PROVIDED RECORDS: Begin

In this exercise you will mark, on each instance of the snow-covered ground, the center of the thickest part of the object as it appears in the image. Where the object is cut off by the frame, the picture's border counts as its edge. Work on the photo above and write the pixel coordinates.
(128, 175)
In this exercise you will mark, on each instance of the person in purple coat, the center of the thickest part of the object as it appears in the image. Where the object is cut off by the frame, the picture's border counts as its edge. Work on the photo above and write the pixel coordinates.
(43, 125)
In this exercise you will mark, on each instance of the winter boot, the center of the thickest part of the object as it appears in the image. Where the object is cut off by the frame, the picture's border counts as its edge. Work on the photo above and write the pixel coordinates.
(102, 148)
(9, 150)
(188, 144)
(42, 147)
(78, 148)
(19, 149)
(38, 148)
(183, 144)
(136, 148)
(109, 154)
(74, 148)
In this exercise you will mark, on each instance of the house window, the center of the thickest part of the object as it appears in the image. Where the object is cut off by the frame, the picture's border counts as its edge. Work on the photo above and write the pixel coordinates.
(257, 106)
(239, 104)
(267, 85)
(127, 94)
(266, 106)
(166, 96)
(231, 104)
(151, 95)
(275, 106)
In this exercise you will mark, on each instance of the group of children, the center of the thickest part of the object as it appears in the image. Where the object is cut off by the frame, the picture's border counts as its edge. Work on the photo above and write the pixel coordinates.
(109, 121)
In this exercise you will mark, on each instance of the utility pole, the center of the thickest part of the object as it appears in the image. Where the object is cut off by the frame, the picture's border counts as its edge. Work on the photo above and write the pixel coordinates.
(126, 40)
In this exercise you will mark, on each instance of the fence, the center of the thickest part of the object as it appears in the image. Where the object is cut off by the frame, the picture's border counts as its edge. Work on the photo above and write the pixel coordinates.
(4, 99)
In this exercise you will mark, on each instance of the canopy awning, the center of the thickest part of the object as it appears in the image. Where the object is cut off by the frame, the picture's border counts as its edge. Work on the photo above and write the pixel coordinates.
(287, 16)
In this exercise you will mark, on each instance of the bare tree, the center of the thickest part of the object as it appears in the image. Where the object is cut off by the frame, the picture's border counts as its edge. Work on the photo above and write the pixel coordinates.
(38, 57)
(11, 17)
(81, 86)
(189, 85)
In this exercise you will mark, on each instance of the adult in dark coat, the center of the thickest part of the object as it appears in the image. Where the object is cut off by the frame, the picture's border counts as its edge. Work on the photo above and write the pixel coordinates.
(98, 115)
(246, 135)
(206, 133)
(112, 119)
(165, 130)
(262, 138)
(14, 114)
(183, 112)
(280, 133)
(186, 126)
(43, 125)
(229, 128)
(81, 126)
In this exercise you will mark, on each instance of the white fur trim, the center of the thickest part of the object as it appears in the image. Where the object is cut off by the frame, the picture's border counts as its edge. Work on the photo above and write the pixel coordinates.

PROVIDED RECORDS: End

→ **TASK ITEM**:
An exact copy of all the entries above is what is needed.

→ **WRITTEN SOLUTION**:
In this exercise you will mark, on each instance of the snow-covered ground, the center of the thickest part of the object as it appears in the image. Where the object is cut off by the frame, the picture's border counts as its edge. Work on the photo above and write the pixel coordinates.
(128, 175)
In this exercise you will mark, on each instance of the person in purple coat, the center of the thickest part of the object as it appears in the image. Where the object is cut off by the frame, the picture's border counts as its edge. Work on the photo above and write the pixel coordinates.
(43, 125)
In this exercise you will mark, on each instance of the winter boot, the center of the thickest part of the object as it appears in the image. Where the object is cut off by the frame, the picture's border counts as its edge. Work on the photo above and write the pixel coordinates.
(102, 148)
(9, 150)
(188, 144)
(42, 147)
(78, 148)
(19, 149)
(38, 148)
(183, 144)
(136, 148)
(109, 154)
(74, 148)
In this exercise you will mark, on each instance of the house window, the center of the thickest part of the object as it appears in the image. Where the object is cut off by the frame, the picture's border counts as its edge. Work on the photo above and write the pixel coordinates.
(257, 106)
(239, 104)
(267, 85)
(127, 94)
(266, 106)
(166, 96)
(231, 104)
(151, 95)
(275, 106)
In this exercise you will mark, on each instance of the group of children, the center of the thickest part of the object as it appears in the image. Where the object is cut off by the frame, the picture's border counts as its edge. Work on the photo above and write the pixel coordinates.
(109, 121)
In this exercise you will mark, on each instance of the utility pole, the center of the thickest part of the object as it appears in the image. Where the object is cut off by the frame, the picture's border counts as its edge. Work on the photo above and write the pixel coordinates.
(126, 40)
In this exercise you will mark, on each instance of the fence, the center of the thickest part of the object as it appears in the image. Where the object is cut off by the frame, the picture's border counts as its edge. Work on the photo above and write the pixel coordinates.
(4, 99)
In this exercise you will mark, on each instance of the canopy awning, the center of the thickest part of the object as it appears in the image. Where the object is cut off by the frame, the picture's border counts as its edge. Work on the photo above and write the pixel coordinates.
(287, 16)
In this exercise you will mark, on each instance of the bare tree, the center of the thickest part of the object as it appears in the image. Where the object is cut off by the frame, the picture's border counts as its edge. Work on the photo above and write the pixel coordinates.
(38, 57)
(11, 17)
(81, 86)
(189, 85)
In this exercise you will mark, on each instance of the adult in dark coat, the center of the thickest part of the object as it appears in the image. Where the object is cut off by the frame, the picture's border counts as its edge. Work on the photo above and write the pixel coordinates.
(98, 115)
(246, 135)
(206, 133)
(112, 119)
(165, 130)
(262, 138)
(14, 114)
(183, 112)
(280, 133)
(186, 126)
(43, 125)
(229, 128)
(81, 126)
In this exercise you will mark, on each instance of the white fur trim, the center of the thickest part of the object as it appears in the image. Where the object is cut off by the frame, the picture's border counts as its edge. Work on the photo above and write the pixel coordinates.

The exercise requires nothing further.